• **Exercise brief**: Reproduce every line of the listing exactly.

• **Provided entries**:

=== Section Start ===

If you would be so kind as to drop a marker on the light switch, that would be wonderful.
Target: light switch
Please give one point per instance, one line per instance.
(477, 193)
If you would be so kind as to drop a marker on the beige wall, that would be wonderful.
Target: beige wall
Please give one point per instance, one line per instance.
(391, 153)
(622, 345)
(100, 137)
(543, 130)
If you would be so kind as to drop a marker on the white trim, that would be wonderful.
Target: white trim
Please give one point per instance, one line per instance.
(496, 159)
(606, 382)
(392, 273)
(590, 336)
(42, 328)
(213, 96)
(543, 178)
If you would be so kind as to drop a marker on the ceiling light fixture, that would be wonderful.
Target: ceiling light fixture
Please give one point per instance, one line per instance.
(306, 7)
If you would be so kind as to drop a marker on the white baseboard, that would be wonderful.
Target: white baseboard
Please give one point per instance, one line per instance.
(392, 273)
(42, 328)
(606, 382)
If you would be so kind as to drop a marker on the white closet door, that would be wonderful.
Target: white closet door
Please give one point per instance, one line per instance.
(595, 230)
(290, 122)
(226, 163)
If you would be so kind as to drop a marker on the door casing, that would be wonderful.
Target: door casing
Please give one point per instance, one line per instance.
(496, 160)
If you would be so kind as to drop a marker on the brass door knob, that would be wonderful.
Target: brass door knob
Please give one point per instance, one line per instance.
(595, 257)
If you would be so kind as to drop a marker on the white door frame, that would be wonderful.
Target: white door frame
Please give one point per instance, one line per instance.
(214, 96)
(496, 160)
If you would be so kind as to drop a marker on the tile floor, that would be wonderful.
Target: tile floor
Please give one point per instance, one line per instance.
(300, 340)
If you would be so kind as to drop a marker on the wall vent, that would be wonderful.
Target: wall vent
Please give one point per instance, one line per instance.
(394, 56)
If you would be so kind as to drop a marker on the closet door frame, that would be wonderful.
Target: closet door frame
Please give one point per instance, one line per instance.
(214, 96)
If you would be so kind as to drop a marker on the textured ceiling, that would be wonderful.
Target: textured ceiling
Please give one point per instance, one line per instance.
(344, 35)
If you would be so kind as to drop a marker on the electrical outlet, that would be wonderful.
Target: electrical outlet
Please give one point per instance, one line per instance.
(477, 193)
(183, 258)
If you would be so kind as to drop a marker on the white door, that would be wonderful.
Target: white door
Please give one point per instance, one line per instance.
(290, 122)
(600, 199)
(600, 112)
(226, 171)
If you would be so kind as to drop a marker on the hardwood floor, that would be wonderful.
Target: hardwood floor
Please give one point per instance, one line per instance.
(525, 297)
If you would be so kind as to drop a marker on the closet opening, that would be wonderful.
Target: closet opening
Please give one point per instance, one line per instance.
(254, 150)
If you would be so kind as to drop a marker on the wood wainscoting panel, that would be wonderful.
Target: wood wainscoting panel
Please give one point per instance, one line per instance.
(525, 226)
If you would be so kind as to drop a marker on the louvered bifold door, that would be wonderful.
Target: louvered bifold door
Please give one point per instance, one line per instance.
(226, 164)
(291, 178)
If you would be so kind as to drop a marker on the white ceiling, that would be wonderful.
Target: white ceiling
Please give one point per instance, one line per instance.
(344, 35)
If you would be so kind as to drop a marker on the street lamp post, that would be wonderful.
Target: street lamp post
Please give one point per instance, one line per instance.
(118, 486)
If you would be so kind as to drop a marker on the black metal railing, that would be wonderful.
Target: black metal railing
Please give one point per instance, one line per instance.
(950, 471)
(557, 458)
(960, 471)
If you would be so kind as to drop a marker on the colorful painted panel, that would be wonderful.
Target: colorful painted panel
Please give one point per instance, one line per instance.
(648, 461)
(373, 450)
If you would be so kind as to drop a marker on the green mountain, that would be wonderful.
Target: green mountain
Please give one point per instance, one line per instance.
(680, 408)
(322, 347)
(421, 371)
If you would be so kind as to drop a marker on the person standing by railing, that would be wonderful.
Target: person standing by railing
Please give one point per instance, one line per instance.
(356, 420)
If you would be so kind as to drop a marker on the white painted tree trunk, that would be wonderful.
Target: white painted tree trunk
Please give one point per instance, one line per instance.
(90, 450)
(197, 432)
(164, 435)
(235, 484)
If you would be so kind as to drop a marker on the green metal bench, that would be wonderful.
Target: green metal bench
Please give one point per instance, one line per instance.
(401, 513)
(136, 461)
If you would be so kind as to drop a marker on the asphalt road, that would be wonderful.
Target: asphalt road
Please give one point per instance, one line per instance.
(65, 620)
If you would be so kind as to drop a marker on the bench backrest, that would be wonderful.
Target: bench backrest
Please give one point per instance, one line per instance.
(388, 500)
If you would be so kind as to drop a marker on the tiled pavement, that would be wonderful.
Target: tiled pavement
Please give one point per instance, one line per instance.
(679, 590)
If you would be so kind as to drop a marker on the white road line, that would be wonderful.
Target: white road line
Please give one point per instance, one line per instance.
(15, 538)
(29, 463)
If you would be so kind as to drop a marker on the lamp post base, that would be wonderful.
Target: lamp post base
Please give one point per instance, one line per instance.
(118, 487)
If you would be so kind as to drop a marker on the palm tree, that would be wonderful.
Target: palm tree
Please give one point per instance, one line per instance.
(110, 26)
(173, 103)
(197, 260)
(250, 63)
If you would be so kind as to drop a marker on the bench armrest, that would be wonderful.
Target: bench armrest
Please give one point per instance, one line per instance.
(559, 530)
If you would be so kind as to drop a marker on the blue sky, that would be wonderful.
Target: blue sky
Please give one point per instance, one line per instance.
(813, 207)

=== Section End ===

• **Task answer**:
If you would be so kind as to drop a marker on the light switch, that would be wonderful.
Target: light switch
Please give one point per instance, one line per instance.
(477, 193)
If you would be so kind as to drop a marker on the beige wall, that would be wonderful.
Target: beige wall
Please give one point per instance, one line per instance.
(391, 153)
(622, 345)
(100, 137)
(543, 130)
If you would be so kind as to drop a marker on the white trim, that would be wonderful.
Target: white trim
Please give one point per instance, one line per instance.
(496, 159)
(606, 382)
(392, 273)
(590, 336)
(42, 328)
(213, 96)
(543, 178)
If you would be so kind as to drop a marker on the ceiling light fixture, that would be wonderful.
Target: ceiling light fixture
Please give one point per instance, one line per instance.
(306, 7)
If you would be so kind as to drop a marker on the white baseboard, that would be wonderful.
Target: white baseboard
Please give one point per instance, one line per instance.
(392, 273)
(42, 328)
(606, 382)
If you would be so kind as to drop a marker on the white closet door, that would be wonderful.
Target: white closet door
Please give one point per instance, one line per instance.
(595, 230)
(290, 122)
(226, 163)
If you would be so kind as to drop a marker on the door casing, that would be wonderful.
Target: door casing
Please give one point per instance, one line per instance.
(496, 160)
If you would be so kind as to drop a marker on the brass door knob, that would be wonderful.
Target: brass door knob
Please give one point per instance, one line per instance.
(595, 257)
If you would be so kind as to drop a marker on the white door frame, that would be wonderful.
Target: white door frame
Please give one point per instance, one line per instance.
(214, 96)
(496, 160)
If you would be so kind as to drop a marker on the tile floor, that would be wonderful.
Target: tile floor
Please give one point per instance, one line per instance.
(300, 340)
If you would be so kind as to drop a marker on the wall vent, that would be wonderful.
Target: wall vent
Please give one point per instance, one line per instance.
(394, 56)
If you would be so kind as to drop a marker on the closet door frame, that would be wonderful.
Target: closet door frame
Please give one point per instance, one line per instance.
(214, 96)
If you would be so kind as to drop a marker on the textured ceiling, that would be wonderful.
Target: textured ceiling
Please give one point per instance, one line per instance.
(344, 35)
If you would be so kind as to drop a marker on the electrical outlet, that would be wonderful.
Target: electrical outlet
Please give one point per instance, one line per instance.
(477, 193)
(183, 258)
If you would be so kind as to drop a marker on the white door, that would be wonderful.
Target: white door
Please give one point per instance, one line per instance.
(290, 122)
(600, 199)
(600, 112)
(226, 171)
If you would be so kind as to drop a marker on the hardwood floor, that would be wonderful.
Target: hardwood floor
Please give one point per instance, one line per instance.
(525, 297)
If you would be so kind as to drop a marker on the closet opening, that would be wonderful.
Target: closet opening
Please give one point per instance, one line per instance.
(254, 150)
If you would be so kind as to drop a marker on the wood wainscoting panel, that would be wonderful.
Target: wood wainscoting panel
Please give one point per instance, one line per instance.
(525, 226)
If you would be so kind as to drop a marker on the louvered bifold door, that would be wonderful.
Target: louvered bifold door
Please give one point per instance, one line per instance.
(226, 164)
(291, 178)
If you would be so kind as to drop a marker on the white ceiling, that would be wonderful.
Target: white ceiling
Please give one point per instance, one line per instance.
(344, 35)
If you would be so kind as to drop a marker on the street lamp post, that would be wonderful.
Target: street lamp post
Please give one point per instance, one line per instance.
(118, 486)
If you would be so kind as to drop a marker on the black metal railing, that would be wonderful.
Target: black metal railing
Please give one point per instance, one line per instance.
(950, 471)
(557, 458)
(960, 471)
If you would be so kind as to drop a marker on the colorful painted panel, that would be wonderful.
Target: colorful painted panel
Please give one point per instance, one line per instance.
(648, 461)
(373, 450)
If you would be so kind as to drop a marker on the green mountain, that would be wonderful.
Target: green mountain
Please give one point per instance, one line per instance.
(680, 408)
(322, 347)
(421, 371)
If you would be so kind as to drop a marker on the person standing by railing, that would be wonderful.
Target: person standing by railing
Please give one point per instance, one line per instance.
(356, 420)
If you would be so kind as to drop a marker on the white painted tree trunk, that would be wonderful.
Target: white painted tree trunk
Please give one point per instance, one line per instance.
(90, 450)
(197, 432)
(164, 435)
(235, 484)
If you would be so kind as to drop a marker on the green metal bench, that would be wonderful.
Target: green metal bench
Please give one point per instance, one line per instance.
(401, 513)
(136, 461)
If you would be so kind as to drop a marker on the asphalt road, that would be wonderful.
Target: asphalt road
Please give one point per instance, one line per instance.
(65, 620)
If you would be so kind as to drop a marker on the bench backrest, that would be wonderful.
Target: bench backrest
Please give one point per instance, one line per instance.
(388, 500)
If you would be so kind as to drop a marker on the tiled pavement, that would be wonderful.
Target: tiled pavement
Please give one point per instance, one line per instance.
(679, 590)
If you would be so kind as to drop a marker on the white road line, that would be wonderful.
Target: white road line
Please give one point per instance, one line per instance.
(15, 538)
(29, 463)
If you would be so kind as to drop a marker on the lamp post base, that would be wonderful.
Target: lamp post base
Please give one point per instance, one line per instance.
(118, 487)
If you would be so kind as to drop a marker on the palm tree, that would be wonderful.
Target: palm tree
Please give one point per instance, one line per instance.
(110, 26)
(173, 103)
(197, 260)
(250, 63)
If you would be so kind as to drop a marker on the bench armrest, that would be wonderful.
Target: bench armrest
Please give one point per instance, one line per instance.
(559, 530)
If you would be so kind as to drop a marker on the blue sky, that would be wonderful.
Target: blue sky
Please give one point per instance, one line per instance.
(813, 207)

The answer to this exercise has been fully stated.